**Your objective**
Nothing in the data should be left out or altered when it is retyped.

----------------

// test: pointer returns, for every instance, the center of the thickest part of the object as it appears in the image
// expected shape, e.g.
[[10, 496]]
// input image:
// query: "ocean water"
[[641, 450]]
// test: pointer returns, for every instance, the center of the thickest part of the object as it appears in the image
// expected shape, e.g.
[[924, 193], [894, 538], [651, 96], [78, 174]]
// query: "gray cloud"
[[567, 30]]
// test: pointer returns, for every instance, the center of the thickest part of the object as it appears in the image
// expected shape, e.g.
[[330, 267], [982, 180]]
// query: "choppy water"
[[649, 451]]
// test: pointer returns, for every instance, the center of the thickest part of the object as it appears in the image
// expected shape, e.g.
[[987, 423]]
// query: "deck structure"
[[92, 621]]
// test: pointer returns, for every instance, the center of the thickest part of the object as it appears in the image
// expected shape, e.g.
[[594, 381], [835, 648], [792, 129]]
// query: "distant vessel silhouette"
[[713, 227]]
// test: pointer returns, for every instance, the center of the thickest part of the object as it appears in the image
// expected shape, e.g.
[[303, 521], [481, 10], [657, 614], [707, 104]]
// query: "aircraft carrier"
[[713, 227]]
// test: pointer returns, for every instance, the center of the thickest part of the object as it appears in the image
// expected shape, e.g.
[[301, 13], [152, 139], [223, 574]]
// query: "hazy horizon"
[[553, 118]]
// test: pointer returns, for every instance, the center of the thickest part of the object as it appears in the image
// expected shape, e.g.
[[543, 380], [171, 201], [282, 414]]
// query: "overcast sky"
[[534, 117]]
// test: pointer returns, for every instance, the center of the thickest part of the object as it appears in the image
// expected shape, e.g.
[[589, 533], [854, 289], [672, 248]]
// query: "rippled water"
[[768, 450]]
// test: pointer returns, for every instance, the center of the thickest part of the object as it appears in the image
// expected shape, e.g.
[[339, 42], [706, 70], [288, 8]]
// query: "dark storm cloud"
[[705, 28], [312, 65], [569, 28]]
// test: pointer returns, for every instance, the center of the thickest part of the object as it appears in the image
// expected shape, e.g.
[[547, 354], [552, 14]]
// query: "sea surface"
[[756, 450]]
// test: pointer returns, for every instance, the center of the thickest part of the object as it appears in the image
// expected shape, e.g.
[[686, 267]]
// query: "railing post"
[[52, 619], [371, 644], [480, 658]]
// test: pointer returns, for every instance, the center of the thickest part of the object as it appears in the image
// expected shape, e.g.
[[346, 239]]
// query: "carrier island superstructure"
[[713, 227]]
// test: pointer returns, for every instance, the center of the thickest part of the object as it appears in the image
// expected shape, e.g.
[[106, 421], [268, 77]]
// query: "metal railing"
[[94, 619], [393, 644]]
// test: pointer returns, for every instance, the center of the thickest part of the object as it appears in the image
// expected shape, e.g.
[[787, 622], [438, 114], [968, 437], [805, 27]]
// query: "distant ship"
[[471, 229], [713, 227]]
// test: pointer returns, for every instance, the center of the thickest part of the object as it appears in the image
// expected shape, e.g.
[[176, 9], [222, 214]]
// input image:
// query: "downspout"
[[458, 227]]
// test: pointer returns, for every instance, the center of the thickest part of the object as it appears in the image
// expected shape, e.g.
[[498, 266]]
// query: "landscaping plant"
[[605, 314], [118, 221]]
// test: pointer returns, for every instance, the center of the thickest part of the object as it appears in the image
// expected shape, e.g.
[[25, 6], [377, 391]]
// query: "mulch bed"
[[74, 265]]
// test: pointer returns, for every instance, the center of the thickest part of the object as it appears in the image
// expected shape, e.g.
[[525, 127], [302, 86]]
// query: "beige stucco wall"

----------------

**Response box**
// test: pointer returns, for every instance, the center of the thickest part of the object as it appears in the image
// expected shape, e.g.
[[10, 496]]
// input image:
// query: "ocean water"
[[641, 450]]
// test: pointer returns, for every instance, the center of the thickest part of the object as it appears in the image
// expected shape, e.g.
[[924, 193], [894, 538], [651, 96], [78, 174]]
// query: "gray cloud"
[[567, 30]]
// test: pointer returns, for every instance, the center of the thickest part of the object as it appears in the image
// expected shape, e.g.
[[330, 267], [982, 180]]
// query: "choppy water"
[[649, 451]]
// test: pointer returns, for every instance, the center of the thickest part of the object as it appears in the image
// expected shape, e.g.
[[987, 423]]
// query: "deck structure"
[[92, 621]]
// test: pointer returns, for every instance, the center of the thickest part of the object as it appears in the image
// expected shape, e.g.
[[594, 381], [835, 648], [792, 129]]
// query: "distant vessel silhouette"
[[713, 227]]
// test: pointer returns, for every instance, the center of the thickest part of the object as it appears in the image
// expected shape, e.g.
[[303, 521], [481, 10], [657, 614], [707, 104]]
// query: "aircraft carrier"
[[713, 227]]
// test: pointer returns, for every instance, the center of the thickest part of the object as it appears in the image
// expected shape, e.g.
[[301, 13], [152, 139], [223, 574]]
// query: "hazy horizon"
[[553, 118]]
// test: pointer returns, for every instance, the center of the thickest part of the object as it appears in the image
// expected shape, e.g.
[[543, 380], [171, 201], [282, 414]]
// query: "overcast sky"
[[534, 117]]
// test: pointer returns, for every instance, the center of the thickest part of the object as it appears in the image
// expected shape, e.g.
[[589, 533], [854, 289], [672, 248]]
// query: "rippled water"
[[768, 450]]
// test: pointer returns, for every instance, the center of the thickest part of the object as it appears in the image
// expected shape, e.g.
[[339, 42], [706, 70], [288, 8]]
// query: "dark storm cloud"
[[705, 28], [312, 65], [569, 28]]
// test: pointer returns, for every instance, the center of the thickest part of the object as it appears in the image
// expected shape, e.g.
[[547, 354], [552, 14]]
// query: "sea surface"
[[756, 450]]
// test: pointer returns, for every instance, the center of the thickest part of the object as it appears in the image
// expected shape, e.g.
[[686, 267]]
// query: "railing post"
[[52, 619], [371, 644], [480, 658]]
// test: pointer returns, for every instance, the center of the thickest part of the object as it appears in the image
// expected shape, e.g.
[[346, 239]]
// query: "carrier island superstructure"
[[713, 227]]
// test: pointer returns, for every instance, the center of the thickest part of the object as it appears in the image
// expected shape, e.g.
[[106, 421], [268, 77]]
// query: "metal railing"
[[94, 619], [393, 644]]
// test: pointer returns, for every instance, the center of the thickest part of the object as it appears in the image
// expected shape, e.g.
[[787, 622], [438, 114], [968, 437], [805, 27]]
// query: "distant ship"
[[471, 229], [713, 227]]
// test: pointer returns, for every instance, the center of the thickest part of the object as it appears in the image
// expected shape, e.g.
[[176, 9], [222, 214]]
// input image:
// query: "downspout"
[[458, 227]]
// test: pointer returns, for every instance, the center of the thickest part of the object as it appears in the image
// expected shape, e.g.
[[498, 266]]
// query: "landscaping plant"
[[605, 314], [118, 221]]
// test: pointer returns, for every instance, the center of the thickest part of the object as it appears in the image
// expected shape, e.g.
[[25, 6], [377, 391]]
// query: "mulch bed"
[[74, 265]]
// test: pointer returns, for every instance, the center of the thickest part of the object as it appears in the image
// expected shape, e.g.
[[525, 127], [302, 86]]
// query: "beige stucco wall"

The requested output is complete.